*** Records for processing ***
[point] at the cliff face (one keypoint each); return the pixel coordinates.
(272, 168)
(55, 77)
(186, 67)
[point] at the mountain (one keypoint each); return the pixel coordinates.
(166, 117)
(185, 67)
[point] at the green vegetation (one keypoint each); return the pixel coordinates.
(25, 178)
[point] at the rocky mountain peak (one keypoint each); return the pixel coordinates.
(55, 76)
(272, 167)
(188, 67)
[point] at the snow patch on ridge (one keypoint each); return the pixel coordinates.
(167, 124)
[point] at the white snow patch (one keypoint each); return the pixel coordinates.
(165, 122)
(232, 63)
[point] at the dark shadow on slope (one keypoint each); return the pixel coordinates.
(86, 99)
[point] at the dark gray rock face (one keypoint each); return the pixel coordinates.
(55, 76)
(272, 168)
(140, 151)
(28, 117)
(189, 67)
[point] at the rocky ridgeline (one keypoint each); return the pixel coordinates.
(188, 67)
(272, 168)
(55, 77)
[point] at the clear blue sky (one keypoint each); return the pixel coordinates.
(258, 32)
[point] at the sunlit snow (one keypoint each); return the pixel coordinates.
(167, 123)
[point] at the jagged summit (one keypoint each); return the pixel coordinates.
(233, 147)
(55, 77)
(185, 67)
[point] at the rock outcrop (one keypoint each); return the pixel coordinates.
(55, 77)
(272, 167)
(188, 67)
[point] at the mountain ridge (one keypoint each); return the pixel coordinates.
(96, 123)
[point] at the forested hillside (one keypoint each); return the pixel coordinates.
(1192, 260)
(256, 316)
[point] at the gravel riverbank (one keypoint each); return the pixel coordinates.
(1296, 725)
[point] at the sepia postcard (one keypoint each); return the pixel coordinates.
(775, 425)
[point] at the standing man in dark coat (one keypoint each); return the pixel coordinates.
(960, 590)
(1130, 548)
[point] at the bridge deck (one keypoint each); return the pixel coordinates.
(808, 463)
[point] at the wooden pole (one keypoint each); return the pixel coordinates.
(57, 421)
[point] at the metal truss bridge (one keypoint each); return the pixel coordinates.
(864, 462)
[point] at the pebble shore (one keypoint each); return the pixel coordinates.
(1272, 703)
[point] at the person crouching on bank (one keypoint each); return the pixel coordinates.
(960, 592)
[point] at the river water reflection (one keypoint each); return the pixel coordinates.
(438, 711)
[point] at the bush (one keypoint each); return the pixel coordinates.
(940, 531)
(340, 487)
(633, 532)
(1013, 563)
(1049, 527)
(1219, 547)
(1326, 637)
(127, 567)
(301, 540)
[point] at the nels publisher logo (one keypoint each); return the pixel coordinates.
***
- _Short exercise_: Only the lines from the one that contains "[point] at the forested" to the end of the entries above should be given again, exactly and in full.

- _Result below_:
[point] at the forested hillside (one keypoint each); return the pixel coordinates.
(1192, 260)
(256, 316)
[point] at the gravel riverbank (one keypoint each); return the pixel coordinates.
(1296, 725)
[point] at the sepia postcard (one keypoint each); return the pixel coordinates.
(775, 425)
[point] at the standing man in dark coat (one keypoint each); return the pixel coordinates.
(960, 590)
(1130, 548)
[point] at the bridge deck (one keypoint each); return the pixel coordinates.
(808, 463)
[point] at the wooden pole (one keypoint each); return the pixel coordinates.
(57, 421)
[point] at the metal truss bridge (one keypoint each); return the pixel coordinates.
(864, 462)
[point] at the pebble shore (one keypoint each); return the pixel coordinates.
(1272, 703)
[point] at the person crouching on bank (one keypoint each); return the pixel coordinates.
(960, 592)
[point] at the river water reflection (one keypoint each); return the pixel coordinates.
(438, 711)
[point] at the bush (one keypoint each); return the pixel coordinates.
(940, 531)
(340, 487)
(633, 532)
(1013, 563)
(1049, 527)
(1219, 547)
(1326, 637)
(127, 567)
(301, 540)
[point] at the nels publisher logo (one keypoint each); return the pixel coordinates.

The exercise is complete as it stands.